**Work instruction**
Set every entry down again, unchanged, picture-free.
========================================
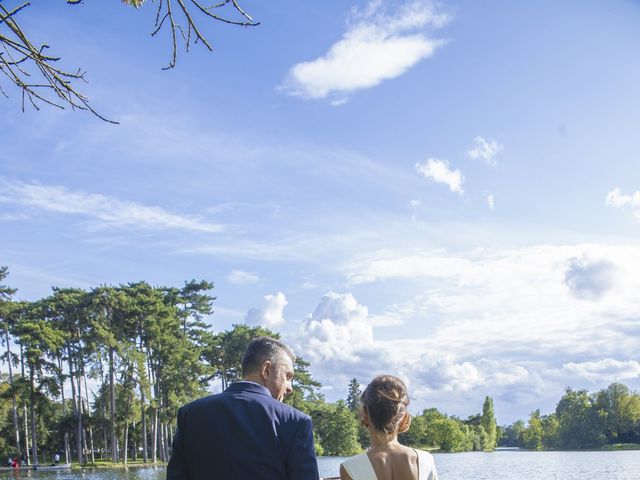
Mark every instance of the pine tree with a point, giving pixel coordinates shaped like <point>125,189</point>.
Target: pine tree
<point>488,423</point>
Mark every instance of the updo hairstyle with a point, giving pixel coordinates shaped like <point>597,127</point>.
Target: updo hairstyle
========================================
**Solution to the problem**
Mark every instance of the pine tree with a point, giving pixel coordinates shaped like <point>125,189</point>.
Target: pine tree
<point>488,423</point>
Mark every instance of the updo hairstyle with a point, giving pixel coordinates shaped like <point>597,127</point>.
Target: updo hairstyle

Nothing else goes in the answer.